**Task statement:** Please display each line of the records below that contains the word "clicks".

**Material shown:**
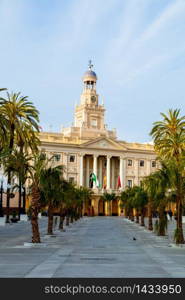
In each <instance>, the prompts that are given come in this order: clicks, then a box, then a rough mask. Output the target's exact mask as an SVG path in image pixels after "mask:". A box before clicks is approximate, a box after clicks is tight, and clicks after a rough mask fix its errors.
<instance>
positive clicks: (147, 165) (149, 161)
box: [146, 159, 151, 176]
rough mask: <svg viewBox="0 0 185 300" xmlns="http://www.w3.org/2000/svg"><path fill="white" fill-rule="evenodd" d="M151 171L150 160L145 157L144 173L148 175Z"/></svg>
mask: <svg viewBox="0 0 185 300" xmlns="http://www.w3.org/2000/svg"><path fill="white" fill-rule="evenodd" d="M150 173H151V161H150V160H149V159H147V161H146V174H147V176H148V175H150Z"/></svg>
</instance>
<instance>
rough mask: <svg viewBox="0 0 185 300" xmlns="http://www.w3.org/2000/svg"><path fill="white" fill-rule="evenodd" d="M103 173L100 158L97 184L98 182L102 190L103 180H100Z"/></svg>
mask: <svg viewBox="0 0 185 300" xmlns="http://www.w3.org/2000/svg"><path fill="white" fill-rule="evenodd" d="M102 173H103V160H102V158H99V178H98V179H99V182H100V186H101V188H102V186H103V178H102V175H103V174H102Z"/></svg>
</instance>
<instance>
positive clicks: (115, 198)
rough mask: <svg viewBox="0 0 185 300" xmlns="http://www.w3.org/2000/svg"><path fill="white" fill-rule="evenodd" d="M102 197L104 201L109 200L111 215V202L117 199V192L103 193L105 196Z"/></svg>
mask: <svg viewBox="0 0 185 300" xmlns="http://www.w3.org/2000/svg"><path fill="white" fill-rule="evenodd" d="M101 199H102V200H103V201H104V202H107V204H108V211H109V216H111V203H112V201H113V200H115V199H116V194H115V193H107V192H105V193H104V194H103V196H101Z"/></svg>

**Task response:**
In each <instance>, the prompts that are given come in this order: clicks, then a box, then a rough mask. Output the target's exact mask as an SVG path in image pixels after "mask:". A box before clicks is approximate, a box after clicks is tight, and clicks after a rough mask fix its errors.
positive clicks: (147, 165) (149, 161)
positive clicks: (115, 198)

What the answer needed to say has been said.